[Dataset records]
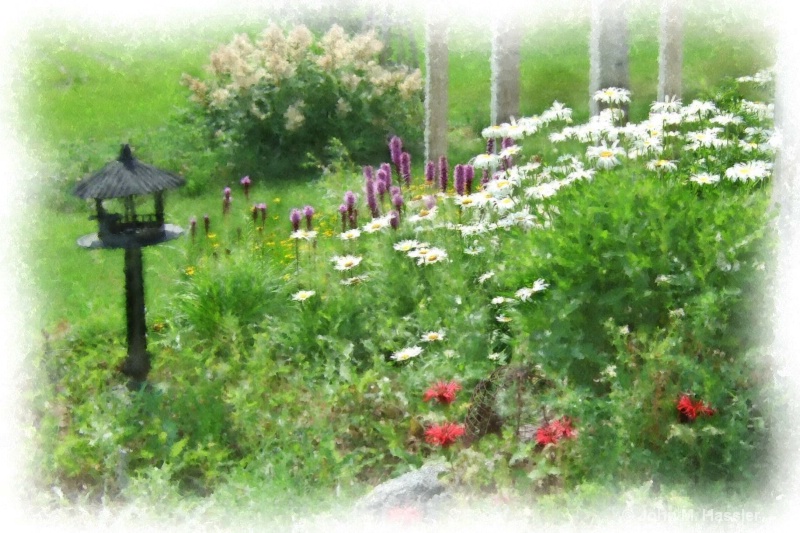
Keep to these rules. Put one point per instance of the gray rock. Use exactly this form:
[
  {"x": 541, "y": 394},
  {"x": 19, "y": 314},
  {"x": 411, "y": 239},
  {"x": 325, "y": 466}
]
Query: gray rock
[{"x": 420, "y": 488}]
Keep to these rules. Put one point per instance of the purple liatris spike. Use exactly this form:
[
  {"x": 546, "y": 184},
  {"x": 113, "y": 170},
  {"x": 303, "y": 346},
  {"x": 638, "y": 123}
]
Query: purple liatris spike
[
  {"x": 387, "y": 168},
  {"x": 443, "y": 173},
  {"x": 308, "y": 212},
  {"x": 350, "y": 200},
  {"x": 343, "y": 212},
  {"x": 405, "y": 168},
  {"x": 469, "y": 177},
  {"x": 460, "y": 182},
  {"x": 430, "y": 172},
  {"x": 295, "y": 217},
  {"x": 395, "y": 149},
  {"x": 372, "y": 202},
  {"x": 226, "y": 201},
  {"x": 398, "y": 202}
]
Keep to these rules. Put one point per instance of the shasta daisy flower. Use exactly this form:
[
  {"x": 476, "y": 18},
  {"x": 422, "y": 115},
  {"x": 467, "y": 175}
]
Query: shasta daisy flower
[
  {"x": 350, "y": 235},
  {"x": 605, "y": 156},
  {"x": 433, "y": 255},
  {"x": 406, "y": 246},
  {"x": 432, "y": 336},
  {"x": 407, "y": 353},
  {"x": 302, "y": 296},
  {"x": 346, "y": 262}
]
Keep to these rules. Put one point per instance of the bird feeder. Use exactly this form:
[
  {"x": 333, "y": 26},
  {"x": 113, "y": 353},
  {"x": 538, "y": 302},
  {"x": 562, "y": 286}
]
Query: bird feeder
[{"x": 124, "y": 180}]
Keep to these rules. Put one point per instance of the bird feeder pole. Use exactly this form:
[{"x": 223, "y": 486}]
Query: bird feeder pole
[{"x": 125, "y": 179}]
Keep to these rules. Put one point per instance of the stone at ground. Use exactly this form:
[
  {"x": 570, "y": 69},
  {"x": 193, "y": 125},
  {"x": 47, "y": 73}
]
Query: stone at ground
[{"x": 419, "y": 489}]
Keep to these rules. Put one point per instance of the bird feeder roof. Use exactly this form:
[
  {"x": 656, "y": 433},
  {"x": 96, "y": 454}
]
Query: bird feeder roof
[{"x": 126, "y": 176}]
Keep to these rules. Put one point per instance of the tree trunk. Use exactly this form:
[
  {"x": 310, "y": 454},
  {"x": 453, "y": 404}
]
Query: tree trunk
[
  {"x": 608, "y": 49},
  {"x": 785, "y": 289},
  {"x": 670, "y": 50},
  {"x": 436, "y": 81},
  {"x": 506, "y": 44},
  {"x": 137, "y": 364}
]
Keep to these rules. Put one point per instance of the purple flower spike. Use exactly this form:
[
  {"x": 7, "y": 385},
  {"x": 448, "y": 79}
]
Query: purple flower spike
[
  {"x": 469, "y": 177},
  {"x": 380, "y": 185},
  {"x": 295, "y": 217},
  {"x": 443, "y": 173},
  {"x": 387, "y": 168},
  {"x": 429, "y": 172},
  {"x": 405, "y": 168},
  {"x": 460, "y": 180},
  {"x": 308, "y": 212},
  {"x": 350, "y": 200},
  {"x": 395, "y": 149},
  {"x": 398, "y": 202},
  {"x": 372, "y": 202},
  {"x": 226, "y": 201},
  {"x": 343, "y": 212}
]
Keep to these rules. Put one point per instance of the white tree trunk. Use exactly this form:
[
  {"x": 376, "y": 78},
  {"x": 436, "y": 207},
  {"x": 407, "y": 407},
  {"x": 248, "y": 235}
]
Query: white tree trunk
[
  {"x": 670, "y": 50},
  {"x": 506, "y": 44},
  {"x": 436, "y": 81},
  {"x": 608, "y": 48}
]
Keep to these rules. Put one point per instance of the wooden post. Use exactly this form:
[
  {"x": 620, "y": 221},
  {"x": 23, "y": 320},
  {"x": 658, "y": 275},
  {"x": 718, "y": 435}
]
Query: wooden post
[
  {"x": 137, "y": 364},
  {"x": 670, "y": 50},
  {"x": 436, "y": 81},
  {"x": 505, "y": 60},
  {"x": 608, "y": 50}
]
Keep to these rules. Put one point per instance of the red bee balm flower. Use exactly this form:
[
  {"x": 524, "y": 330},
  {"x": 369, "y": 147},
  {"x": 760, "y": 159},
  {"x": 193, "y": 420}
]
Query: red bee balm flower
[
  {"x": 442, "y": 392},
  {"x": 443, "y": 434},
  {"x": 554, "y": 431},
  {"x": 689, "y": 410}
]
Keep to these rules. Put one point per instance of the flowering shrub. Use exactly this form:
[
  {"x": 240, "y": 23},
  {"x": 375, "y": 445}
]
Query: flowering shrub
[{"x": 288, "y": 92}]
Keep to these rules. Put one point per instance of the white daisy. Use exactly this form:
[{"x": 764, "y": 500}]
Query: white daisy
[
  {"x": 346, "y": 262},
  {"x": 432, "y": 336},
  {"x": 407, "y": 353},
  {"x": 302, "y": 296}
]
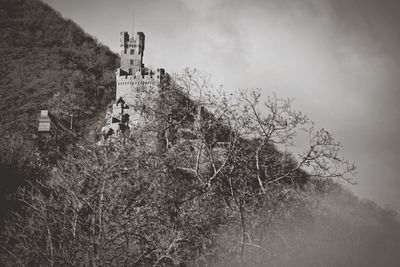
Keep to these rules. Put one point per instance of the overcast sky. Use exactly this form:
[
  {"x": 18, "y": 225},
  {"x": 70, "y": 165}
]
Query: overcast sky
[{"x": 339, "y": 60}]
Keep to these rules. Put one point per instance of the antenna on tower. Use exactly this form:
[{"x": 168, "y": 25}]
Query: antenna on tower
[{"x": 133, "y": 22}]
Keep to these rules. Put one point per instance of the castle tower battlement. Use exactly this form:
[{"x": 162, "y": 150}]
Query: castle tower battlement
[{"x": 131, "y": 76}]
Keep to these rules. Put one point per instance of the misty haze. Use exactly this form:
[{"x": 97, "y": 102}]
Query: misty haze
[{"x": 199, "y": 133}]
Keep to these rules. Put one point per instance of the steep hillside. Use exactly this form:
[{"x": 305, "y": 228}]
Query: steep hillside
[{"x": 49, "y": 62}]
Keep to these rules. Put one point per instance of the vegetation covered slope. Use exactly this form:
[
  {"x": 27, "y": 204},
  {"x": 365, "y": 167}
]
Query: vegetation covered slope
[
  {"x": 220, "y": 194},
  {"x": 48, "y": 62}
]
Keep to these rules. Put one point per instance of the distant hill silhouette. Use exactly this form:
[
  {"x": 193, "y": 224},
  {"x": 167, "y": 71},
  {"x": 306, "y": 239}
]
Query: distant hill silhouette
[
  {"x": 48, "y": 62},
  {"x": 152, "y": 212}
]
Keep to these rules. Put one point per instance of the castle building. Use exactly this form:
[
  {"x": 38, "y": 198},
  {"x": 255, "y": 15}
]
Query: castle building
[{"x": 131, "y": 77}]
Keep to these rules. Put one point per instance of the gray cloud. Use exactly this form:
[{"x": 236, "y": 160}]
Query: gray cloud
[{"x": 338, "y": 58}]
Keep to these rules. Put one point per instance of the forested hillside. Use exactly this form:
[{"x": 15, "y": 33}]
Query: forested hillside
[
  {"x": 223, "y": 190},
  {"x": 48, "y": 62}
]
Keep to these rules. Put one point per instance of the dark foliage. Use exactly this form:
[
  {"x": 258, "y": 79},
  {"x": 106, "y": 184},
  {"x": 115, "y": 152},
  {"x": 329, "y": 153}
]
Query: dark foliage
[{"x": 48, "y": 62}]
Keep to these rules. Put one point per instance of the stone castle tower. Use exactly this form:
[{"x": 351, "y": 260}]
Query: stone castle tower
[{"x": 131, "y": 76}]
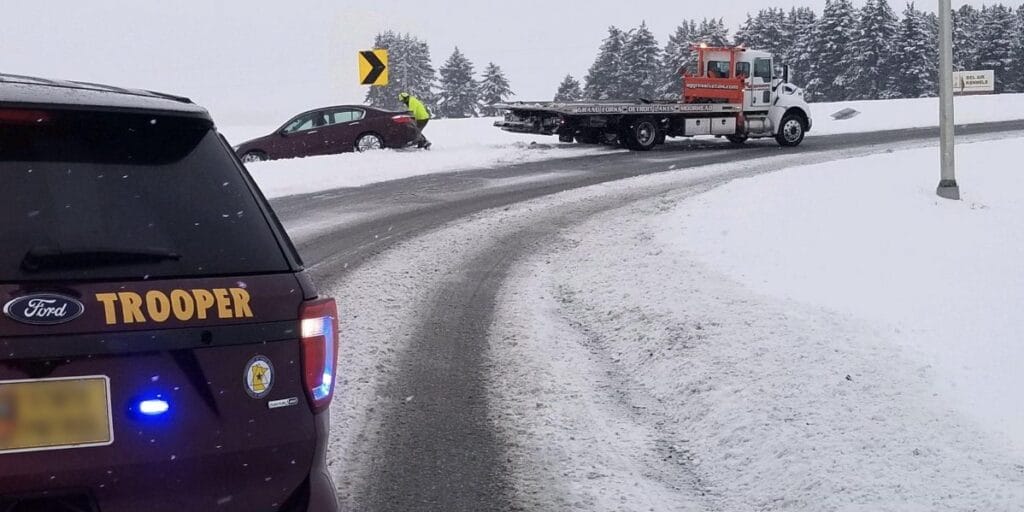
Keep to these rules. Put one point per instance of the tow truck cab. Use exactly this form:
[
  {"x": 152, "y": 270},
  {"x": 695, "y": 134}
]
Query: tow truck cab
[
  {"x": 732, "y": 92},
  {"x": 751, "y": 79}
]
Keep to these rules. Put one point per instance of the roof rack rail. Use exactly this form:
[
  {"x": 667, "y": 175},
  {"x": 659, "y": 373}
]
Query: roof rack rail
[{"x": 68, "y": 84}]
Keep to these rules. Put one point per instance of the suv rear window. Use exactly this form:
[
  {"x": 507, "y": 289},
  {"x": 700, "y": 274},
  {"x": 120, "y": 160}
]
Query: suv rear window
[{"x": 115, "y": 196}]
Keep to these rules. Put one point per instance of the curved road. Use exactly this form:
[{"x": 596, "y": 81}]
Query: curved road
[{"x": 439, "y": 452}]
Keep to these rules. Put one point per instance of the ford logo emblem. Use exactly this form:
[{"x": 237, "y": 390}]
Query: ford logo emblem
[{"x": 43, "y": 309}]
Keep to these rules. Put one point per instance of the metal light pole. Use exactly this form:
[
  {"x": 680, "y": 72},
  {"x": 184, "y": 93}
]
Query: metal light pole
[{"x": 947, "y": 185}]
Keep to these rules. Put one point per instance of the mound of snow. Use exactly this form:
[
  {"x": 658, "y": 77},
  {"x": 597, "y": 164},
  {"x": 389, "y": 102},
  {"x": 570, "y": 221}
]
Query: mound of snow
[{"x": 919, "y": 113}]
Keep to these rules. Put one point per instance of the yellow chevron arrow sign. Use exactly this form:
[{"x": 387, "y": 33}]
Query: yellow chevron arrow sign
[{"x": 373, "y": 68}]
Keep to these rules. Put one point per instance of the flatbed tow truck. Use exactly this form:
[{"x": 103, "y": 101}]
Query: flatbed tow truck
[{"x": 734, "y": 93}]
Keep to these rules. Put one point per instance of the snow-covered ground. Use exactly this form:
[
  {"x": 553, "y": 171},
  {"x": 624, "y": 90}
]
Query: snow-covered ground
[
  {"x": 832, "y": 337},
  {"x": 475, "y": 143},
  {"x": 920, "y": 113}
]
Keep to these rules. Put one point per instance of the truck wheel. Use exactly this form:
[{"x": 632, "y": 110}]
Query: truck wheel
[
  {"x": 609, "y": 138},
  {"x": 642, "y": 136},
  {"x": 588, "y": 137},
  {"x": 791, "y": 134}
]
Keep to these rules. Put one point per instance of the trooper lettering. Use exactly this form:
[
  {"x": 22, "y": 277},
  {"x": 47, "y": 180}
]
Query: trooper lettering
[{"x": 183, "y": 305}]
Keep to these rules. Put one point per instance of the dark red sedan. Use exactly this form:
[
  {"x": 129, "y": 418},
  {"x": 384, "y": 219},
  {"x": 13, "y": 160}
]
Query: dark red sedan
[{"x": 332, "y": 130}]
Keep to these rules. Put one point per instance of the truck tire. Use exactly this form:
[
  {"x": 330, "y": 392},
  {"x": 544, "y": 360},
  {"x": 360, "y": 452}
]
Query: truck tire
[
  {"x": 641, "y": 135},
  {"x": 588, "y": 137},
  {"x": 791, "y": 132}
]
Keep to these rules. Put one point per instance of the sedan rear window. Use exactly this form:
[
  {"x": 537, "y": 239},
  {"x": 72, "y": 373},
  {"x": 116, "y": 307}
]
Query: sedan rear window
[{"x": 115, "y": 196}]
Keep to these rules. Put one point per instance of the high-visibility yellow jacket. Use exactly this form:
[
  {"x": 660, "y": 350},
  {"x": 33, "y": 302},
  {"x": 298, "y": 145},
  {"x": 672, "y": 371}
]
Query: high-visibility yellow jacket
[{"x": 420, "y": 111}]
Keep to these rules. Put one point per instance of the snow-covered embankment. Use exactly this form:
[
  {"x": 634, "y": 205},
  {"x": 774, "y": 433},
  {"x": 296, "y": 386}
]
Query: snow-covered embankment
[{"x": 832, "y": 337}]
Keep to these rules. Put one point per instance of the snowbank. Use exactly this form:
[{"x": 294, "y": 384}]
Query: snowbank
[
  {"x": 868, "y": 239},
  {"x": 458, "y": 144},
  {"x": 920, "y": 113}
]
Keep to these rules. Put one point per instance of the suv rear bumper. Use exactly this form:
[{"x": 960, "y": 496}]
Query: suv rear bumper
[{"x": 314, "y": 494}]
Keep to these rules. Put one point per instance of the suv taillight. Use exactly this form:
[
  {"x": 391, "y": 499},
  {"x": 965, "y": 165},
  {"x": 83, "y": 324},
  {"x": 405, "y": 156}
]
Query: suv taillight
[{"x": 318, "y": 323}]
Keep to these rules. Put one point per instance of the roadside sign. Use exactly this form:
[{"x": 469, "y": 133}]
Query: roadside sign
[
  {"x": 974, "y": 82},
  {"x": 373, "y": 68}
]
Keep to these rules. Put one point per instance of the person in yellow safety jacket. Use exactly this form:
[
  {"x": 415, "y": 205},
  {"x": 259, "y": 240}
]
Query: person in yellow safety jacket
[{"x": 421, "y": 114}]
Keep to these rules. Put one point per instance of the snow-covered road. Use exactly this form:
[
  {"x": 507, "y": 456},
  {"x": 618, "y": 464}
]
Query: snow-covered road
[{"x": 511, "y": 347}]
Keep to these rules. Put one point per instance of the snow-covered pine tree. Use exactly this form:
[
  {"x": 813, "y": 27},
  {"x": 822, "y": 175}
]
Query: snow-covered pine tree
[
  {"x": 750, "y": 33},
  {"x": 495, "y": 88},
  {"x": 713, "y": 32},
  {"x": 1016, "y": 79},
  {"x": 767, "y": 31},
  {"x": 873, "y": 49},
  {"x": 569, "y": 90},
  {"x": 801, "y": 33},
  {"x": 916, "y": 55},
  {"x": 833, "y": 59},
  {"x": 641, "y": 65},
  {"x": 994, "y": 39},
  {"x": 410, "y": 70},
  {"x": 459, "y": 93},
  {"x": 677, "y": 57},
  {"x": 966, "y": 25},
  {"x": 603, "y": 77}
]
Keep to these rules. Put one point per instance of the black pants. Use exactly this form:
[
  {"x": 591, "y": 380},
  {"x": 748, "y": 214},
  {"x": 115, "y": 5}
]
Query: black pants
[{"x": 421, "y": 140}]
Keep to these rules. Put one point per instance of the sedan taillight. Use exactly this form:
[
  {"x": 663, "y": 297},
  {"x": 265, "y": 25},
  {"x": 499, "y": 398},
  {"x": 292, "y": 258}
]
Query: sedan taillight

* What you are asked to do
In the records above, return only the line that contains "the snow-covered road." and every line after it through the last, exactly as they appear.

* Answer in full
Keep to these rules. Put one point per instance of the snow-covered road. Use exactly this form:
[
  {"x": 507, "y": 456},
  {"x": 618, "y": 464}
]
Query: snow-covered road
[{"x": 511, "y": 347}]
Keep to these rules. Put one point per instance of the snow-covered pine tree. Use exactly this form:
[
  {"x": 813, "y": 27},
  {"x": 822, "y": 175}
]
Query: snow-covered pine tree
[
  {"x": 750, "y": 33},
  {"x": 495, "y": 88},
  {"x": 713, "y": 32},
  {"x": 1016, "y": 79},
  {"x": 767, "y": 31},
  {"x": 873, "y": 49},
  {"x": 569, "y": 90},
  {"x": 801, "y": 33},
  {"x": 916, "y": 55},
  {"x": 833, "y": 59},
  {"x": 641, "y": 65},
  {"x": 994, "y": 39},
  {"x": 410, "y": 70},
  {"x": 459, "y": 93},
  {"x": 677, "y": 57},
  {"x": 966, "y": 25},
  {"x": 603, "y": 77}
]
Keep to these rules. Put one point per instance of the black pants. Use exactly this form:
[
  {"x": 591, "y": 380},
  {"x": 748, "y": 214},
  {"x": 115, "y": 5}
]
Query: black pants
[{"x": 421, "y": 140}]
Keep to these rules. Put one point per instance of the sedan taillight. Use exactly this form:
[
  {"x": 663, "y": 297},
  {"x": 265, "y": 25},
  {"x": 499, "y": 398},
  {"x": 292, "y": 258}
]
Query: sedan taillight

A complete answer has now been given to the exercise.